> WHAT THE TASK ASKS
Every entry is to be returned unchanged, and no picture is to be included.

* * *

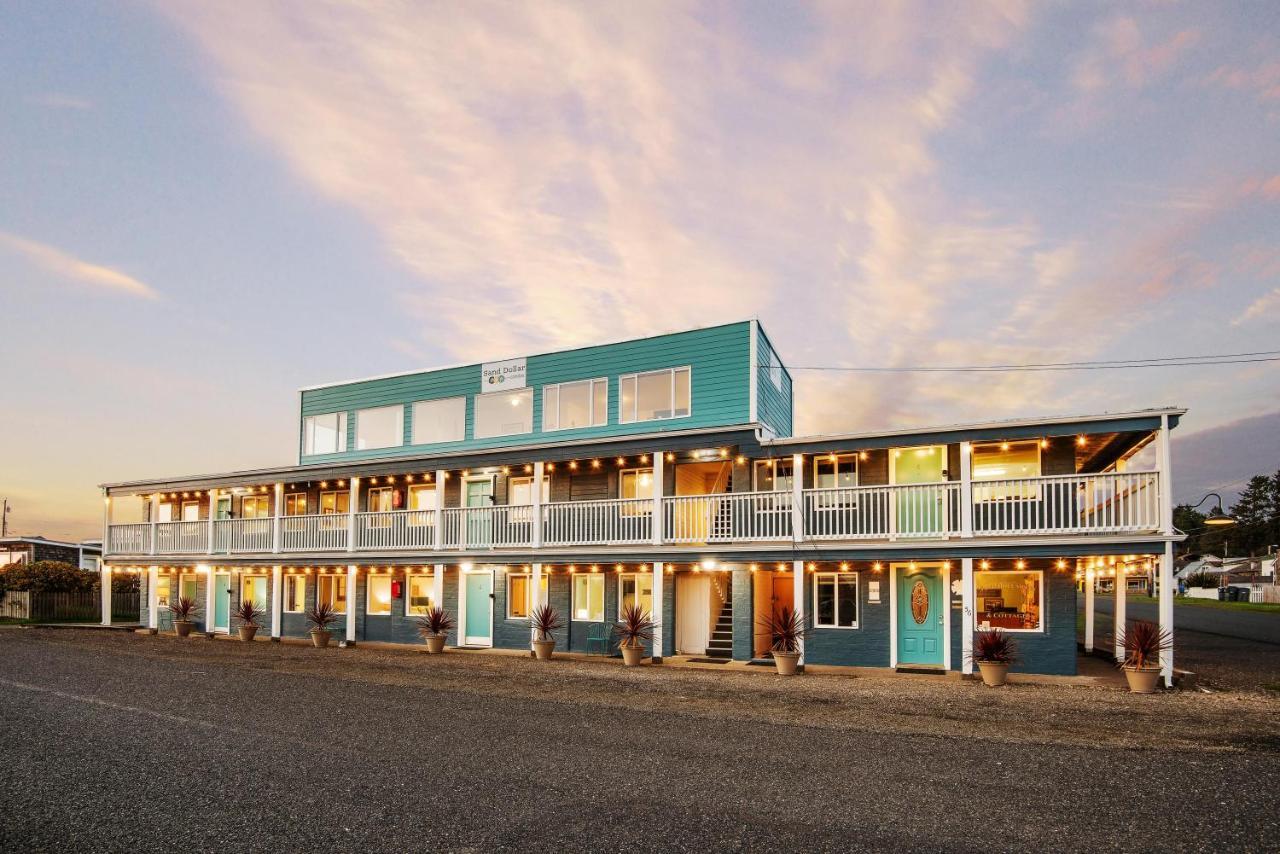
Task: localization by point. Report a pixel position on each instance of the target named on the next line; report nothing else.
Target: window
(295, 593)
(444, 420)
(382, 427)
(333, 589)
(835, 599)
(576, 405)
(324, 433)
(378, 596)
(520, 604)
(420, 601)
(1010, 601)
(654, 396)
(589, 598)
(636, 589)
(504, 414)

* * *

> COMPLETED EXERCISE
Task: localization by point. Report a pixel position on each instance of the target named on the next line; report nothing else.
Target: window
(295, 593)
(444, 420)
(382, 427)
(333, 589)
(835, 599)
(576, 405)
(324, 433)
(378, 596)
(520, 604)
(420, 601)
(1010, 601)
(654, 396)
(589, 598)
(636, 589)
(504, 414)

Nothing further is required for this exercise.